>> Begin Material shown

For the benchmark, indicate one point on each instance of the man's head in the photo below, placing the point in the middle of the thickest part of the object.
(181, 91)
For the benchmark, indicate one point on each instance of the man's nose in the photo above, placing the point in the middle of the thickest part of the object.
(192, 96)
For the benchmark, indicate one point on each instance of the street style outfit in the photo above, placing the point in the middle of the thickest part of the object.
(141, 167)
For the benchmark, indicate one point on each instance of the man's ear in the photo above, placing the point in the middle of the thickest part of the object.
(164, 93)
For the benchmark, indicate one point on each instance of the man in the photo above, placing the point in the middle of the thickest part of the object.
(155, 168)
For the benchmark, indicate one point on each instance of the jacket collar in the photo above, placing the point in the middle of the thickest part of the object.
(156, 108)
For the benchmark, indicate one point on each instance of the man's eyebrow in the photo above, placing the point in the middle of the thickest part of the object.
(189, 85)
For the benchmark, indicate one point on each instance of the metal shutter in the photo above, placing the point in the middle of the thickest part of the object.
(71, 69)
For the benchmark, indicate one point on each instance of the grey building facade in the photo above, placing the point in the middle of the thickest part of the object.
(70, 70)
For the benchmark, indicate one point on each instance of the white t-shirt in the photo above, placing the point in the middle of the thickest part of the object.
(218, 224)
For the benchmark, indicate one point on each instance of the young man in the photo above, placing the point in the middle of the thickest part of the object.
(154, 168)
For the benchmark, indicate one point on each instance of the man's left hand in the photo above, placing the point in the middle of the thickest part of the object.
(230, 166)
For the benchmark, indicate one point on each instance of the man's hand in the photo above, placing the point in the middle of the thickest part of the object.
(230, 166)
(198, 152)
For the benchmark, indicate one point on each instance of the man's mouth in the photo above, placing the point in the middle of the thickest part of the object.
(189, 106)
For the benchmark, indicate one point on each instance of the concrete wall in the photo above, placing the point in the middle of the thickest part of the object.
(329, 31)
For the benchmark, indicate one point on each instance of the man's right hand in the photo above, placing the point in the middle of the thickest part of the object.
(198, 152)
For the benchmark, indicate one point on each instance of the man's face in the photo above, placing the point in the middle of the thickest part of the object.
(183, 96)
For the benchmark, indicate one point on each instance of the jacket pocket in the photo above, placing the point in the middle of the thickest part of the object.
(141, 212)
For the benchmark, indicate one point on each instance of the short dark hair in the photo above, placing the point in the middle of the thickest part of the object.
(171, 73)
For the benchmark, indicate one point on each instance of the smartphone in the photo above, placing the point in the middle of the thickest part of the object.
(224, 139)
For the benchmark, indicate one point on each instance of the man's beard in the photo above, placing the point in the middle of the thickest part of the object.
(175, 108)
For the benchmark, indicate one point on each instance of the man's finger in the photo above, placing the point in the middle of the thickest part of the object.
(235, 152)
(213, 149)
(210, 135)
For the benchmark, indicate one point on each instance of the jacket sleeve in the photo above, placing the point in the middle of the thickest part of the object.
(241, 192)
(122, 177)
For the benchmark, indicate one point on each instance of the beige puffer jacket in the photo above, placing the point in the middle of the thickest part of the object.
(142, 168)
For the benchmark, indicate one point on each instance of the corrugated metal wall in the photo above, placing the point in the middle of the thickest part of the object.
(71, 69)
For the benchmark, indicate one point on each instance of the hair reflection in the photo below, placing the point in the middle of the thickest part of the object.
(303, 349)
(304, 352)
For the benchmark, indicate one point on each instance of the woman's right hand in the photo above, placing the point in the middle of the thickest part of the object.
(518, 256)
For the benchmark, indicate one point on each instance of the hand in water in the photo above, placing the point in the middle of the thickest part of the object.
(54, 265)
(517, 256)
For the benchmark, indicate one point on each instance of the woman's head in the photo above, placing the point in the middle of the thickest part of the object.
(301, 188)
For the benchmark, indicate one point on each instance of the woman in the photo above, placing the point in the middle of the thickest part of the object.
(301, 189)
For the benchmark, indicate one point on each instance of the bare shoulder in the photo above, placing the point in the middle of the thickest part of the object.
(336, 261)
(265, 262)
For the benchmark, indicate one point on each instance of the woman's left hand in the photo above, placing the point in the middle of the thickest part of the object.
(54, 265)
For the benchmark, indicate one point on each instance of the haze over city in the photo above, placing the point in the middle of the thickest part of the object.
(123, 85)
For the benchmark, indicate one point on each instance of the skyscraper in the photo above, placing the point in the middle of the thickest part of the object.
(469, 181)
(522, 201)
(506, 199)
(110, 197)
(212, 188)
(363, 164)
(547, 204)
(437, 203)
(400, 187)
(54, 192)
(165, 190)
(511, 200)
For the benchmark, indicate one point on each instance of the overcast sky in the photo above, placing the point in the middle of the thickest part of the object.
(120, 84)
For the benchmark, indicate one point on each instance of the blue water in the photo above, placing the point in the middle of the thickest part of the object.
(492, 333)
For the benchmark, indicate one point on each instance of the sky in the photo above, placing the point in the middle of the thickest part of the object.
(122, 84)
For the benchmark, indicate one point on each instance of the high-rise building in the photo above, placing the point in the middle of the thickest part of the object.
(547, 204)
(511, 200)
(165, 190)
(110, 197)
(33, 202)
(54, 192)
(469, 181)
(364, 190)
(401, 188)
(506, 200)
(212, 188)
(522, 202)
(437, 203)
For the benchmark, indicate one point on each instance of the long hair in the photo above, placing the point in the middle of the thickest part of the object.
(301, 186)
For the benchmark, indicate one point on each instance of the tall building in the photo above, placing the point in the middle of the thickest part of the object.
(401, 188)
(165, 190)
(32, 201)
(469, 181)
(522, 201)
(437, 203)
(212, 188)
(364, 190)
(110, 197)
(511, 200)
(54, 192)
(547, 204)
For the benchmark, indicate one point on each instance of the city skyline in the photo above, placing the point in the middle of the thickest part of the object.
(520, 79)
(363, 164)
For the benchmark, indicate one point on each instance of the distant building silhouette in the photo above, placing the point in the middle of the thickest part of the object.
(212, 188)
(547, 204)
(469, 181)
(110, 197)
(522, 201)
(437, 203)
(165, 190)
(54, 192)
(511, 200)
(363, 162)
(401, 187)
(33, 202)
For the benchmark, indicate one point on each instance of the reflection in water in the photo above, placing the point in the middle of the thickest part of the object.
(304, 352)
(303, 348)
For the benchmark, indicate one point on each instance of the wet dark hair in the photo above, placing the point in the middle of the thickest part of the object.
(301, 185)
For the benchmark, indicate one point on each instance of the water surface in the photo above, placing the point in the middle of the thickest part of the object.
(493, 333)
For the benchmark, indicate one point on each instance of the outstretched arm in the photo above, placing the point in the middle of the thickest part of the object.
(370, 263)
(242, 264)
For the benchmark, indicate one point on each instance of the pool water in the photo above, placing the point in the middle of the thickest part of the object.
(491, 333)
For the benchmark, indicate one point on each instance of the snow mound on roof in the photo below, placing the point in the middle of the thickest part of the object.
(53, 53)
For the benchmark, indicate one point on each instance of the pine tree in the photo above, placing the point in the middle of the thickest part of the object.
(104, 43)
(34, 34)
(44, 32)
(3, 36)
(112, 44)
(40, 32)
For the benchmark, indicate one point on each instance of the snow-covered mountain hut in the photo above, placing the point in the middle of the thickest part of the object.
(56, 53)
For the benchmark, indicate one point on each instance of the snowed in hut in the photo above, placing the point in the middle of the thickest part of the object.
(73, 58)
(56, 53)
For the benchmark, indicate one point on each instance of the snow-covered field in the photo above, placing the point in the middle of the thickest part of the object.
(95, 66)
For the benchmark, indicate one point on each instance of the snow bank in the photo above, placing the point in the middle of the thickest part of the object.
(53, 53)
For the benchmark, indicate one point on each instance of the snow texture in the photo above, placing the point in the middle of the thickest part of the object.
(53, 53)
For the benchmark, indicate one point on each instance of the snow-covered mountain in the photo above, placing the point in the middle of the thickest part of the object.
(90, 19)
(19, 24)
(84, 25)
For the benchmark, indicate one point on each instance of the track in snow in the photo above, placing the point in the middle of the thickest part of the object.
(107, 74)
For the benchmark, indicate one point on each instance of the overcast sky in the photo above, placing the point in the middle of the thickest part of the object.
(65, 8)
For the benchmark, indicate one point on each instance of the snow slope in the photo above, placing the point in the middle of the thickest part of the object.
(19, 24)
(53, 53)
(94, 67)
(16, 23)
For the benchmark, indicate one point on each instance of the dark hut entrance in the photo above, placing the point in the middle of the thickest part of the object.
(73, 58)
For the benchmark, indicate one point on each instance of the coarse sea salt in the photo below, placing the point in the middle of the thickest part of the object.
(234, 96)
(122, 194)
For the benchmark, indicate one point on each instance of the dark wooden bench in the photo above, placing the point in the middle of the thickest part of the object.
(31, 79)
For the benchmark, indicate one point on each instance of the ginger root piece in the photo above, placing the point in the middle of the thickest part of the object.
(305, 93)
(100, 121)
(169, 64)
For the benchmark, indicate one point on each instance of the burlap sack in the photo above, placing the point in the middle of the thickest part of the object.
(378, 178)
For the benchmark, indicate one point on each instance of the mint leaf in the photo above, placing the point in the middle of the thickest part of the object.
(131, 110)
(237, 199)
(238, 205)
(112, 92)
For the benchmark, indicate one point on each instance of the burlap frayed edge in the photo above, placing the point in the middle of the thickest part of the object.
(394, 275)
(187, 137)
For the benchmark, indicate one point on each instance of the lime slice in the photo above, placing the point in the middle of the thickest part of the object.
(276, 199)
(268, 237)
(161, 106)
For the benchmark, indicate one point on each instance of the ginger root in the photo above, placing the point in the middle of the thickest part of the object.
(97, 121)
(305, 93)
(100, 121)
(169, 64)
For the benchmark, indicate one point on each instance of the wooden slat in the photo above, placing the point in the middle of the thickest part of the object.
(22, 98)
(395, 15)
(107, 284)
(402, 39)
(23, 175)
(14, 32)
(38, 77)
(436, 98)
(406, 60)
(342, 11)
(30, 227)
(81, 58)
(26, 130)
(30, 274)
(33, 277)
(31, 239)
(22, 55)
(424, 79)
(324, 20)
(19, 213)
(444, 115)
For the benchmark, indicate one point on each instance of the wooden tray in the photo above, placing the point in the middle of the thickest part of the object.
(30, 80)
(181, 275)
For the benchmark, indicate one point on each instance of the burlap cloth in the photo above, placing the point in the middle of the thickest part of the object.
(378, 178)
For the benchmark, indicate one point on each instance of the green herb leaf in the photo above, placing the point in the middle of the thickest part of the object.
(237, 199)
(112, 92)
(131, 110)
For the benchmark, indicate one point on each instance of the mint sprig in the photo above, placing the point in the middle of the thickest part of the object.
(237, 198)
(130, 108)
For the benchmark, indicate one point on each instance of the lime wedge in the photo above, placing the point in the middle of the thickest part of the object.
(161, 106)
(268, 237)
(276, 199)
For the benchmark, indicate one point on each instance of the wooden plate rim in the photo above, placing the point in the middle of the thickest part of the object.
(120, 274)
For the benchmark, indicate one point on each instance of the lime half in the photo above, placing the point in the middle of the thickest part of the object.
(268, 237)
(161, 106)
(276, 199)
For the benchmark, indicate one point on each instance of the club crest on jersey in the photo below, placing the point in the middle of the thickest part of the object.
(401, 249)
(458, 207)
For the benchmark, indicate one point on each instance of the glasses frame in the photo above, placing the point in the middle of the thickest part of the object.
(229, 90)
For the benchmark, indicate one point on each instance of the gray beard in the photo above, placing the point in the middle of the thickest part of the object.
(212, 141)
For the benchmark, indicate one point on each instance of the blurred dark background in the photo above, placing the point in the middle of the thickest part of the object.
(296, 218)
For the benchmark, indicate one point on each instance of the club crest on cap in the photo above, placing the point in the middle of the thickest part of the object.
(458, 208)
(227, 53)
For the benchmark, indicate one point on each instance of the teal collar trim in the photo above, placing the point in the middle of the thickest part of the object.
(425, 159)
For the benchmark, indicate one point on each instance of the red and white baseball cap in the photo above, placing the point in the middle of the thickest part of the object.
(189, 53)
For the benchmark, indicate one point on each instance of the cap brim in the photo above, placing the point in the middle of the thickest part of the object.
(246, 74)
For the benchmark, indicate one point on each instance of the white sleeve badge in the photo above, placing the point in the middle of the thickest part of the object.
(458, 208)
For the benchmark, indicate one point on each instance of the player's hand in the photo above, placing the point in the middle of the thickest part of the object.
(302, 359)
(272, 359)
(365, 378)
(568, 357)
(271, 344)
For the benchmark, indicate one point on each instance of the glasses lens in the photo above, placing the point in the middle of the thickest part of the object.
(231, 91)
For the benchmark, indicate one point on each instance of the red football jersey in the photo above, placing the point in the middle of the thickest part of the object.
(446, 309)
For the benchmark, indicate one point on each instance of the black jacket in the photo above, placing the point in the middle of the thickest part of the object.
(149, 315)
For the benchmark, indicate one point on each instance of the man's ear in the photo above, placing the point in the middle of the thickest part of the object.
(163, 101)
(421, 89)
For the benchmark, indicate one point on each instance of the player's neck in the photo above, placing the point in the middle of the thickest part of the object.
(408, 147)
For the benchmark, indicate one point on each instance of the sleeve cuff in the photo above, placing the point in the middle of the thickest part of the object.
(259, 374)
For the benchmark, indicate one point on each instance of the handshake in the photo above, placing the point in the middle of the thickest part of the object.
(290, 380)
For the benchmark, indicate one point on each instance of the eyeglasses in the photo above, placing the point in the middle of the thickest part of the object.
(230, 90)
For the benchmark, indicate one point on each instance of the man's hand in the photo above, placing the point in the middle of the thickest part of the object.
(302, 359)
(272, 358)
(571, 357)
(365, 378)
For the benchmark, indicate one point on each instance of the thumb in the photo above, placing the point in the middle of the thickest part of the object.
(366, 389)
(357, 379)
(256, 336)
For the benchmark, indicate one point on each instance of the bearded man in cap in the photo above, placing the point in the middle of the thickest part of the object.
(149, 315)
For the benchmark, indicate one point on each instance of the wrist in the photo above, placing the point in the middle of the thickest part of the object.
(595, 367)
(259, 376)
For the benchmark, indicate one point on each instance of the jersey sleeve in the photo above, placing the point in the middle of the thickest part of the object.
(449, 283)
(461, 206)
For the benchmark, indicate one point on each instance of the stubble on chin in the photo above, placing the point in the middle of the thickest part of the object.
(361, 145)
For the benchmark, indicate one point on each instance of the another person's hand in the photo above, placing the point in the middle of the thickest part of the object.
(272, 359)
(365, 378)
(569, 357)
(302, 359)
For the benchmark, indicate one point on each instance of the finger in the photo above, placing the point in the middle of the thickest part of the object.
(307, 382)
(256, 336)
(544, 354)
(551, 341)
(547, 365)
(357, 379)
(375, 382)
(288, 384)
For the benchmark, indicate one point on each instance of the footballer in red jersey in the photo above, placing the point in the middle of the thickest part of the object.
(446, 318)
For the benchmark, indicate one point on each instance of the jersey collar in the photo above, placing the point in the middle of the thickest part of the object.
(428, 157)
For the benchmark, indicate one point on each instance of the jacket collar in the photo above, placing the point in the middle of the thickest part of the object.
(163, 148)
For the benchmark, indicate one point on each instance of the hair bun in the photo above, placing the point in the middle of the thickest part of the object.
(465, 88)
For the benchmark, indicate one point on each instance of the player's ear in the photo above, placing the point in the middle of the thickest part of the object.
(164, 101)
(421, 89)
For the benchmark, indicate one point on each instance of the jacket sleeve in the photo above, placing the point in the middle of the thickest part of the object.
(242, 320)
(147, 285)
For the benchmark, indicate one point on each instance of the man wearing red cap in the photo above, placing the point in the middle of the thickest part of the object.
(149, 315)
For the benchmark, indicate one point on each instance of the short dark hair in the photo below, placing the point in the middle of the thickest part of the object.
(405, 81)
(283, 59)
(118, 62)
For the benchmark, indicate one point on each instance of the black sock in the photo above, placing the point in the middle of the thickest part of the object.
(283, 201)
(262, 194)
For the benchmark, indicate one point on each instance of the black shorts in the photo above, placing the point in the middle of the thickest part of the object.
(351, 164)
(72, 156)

>> End Material shown

Short task: Repeat exactly the lines from the line containing "the player's ear" through the end of the listing above; both boundary lines are part of the output.

Solution:
For the benchmark, indicate one point on each instance of the player's ear in the photo above, placing the point in the middle of the thickest part of the object.
(164, 101)
(421, 89)
For the benchmark, indicate one point on each instance of the jacket sleeve in the photo above, placing the point in the middle of the thickest part of the object.
(242, 320)
(147, 285)
For the benchmark, indicate one point on each instance of the man wearing red cap in the photo above, placing the point in the middle of the thickest part of the object.
(149, 315)
For the benchmark, indicate one point on each instance of the short dark hair in the photo below, placing the point in the middle of the thickest part of the object.
(405, 81)
(283, 59)
(118, 62)
For the benchmark, indicate one point on each instance of the black sock in the photo above, placing the point in the middle of the thickest part of the object.
(283, 201)
(262, 194)
For the benchmark, indicate one point on each instance of the black shorts in the photo above, placing the point in the middle of the thickest part of the object.
(351, 164)
(72, 156)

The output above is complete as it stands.